Een paar keer ben ik er geweest, in de Oostvaardersplassen, een natuurgebied dat voor het publiek beperkt toegankelijk is. De eerste keer was ik met Frans Vera, de geestelijk vader van het gebied, later met natuurfotograaf Frans Lanting en filmmaker Ruben Smit, naar aanleiding van de film De Nieuwe Wildernis. Ik was onder de indruk van de ideeën van Vera over natuurontwikkeling en de rol van grote grazers in het onderhouden van het landschap.
Ruben Smit bracht samen met Mark Verkerk in 2013 een fantastische filmische ode aan het gebied, waarin het zich leek te kunnen meten met de grote natuurgebieden van de wereld. De Oostvaardersplassen werden geprezen als een geslaagd voorbeeld van rewilding en modern natuurontwikkeling. Je hoefde niet meer naar Afrika om de grootsheid en biomassaliteit van de wilde natuur te ondergaan, je kon het zien uit het raampje van de trein van Lelystad naar Almere.

========

Gegeven opdracht A:
Hoe luidt deze zin uit de tekst over de Oostvaardersplassen in het Engels: "Ik was onder de indruk van de ideeën van Vera over natuurontwikkeling en de rol van grote grazers in het onderhouden van het landschap."?
Gegeven opdracht B:
Bewerk het deel van de tekst over de Oostvaardersplassen vanaf "Ruben Smit bracht" tot en met "Lelystad naar Almere." door "trein" te vervangen door "bus", en geef dat deel in zijn geheel terug.
Gebruik voor elk antwoord alleen de tekst over de Oostvaardersplassen hierboven.

Uittreksel dataset:
========

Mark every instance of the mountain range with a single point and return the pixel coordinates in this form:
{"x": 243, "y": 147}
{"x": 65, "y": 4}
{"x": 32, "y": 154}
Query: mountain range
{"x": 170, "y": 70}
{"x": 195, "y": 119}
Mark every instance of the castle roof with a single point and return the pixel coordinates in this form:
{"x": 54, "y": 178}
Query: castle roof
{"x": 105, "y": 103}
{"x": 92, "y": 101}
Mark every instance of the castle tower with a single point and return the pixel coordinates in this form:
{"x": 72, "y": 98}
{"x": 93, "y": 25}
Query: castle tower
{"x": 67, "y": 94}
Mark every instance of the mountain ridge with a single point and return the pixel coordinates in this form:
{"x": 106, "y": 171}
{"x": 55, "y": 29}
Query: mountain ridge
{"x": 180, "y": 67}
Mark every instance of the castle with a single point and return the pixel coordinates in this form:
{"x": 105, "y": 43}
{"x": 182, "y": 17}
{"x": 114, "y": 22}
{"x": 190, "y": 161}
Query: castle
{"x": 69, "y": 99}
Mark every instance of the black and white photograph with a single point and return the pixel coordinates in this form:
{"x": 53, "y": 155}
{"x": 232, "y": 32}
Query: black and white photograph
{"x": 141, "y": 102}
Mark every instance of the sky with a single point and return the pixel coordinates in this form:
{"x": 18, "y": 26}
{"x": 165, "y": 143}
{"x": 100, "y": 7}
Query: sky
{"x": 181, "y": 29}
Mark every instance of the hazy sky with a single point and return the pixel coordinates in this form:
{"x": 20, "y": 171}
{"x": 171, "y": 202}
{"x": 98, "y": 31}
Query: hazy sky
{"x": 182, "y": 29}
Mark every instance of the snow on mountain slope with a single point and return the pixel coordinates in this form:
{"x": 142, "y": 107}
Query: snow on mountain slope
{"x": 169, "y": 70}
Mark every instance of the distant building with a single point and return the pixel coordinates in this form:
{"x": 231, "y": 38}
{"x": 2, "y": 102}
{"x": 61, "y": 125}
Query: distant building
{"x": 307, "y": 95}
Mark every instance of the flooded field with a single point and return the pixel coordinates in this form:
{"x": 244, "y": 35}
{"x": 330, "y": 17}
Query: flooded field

========

Juiste uitvoer A:
I was impressed by Vera's ideas about nature development and the role of large grazers in maintaining the landscape.

Juiste uitvoer B:
Ruben Smit bracht samen met Mark Verkerk in 2013 een fantastische filmische ode aan het gebied, waarin het zich leek te kunnen meten met de grote natuurgebieden van de wereld. De Oostvaardersplassen werden geprezen als een geslaagd voorbeeld van rewilding en modern natuurontwikkeling. Je hoefde niet meer naar Afrika om de grootsheid en biomassaliteit van de wilde natuur te ondergaan, je kon het zien uit het raampje van de bus van Lelystad naar Almere.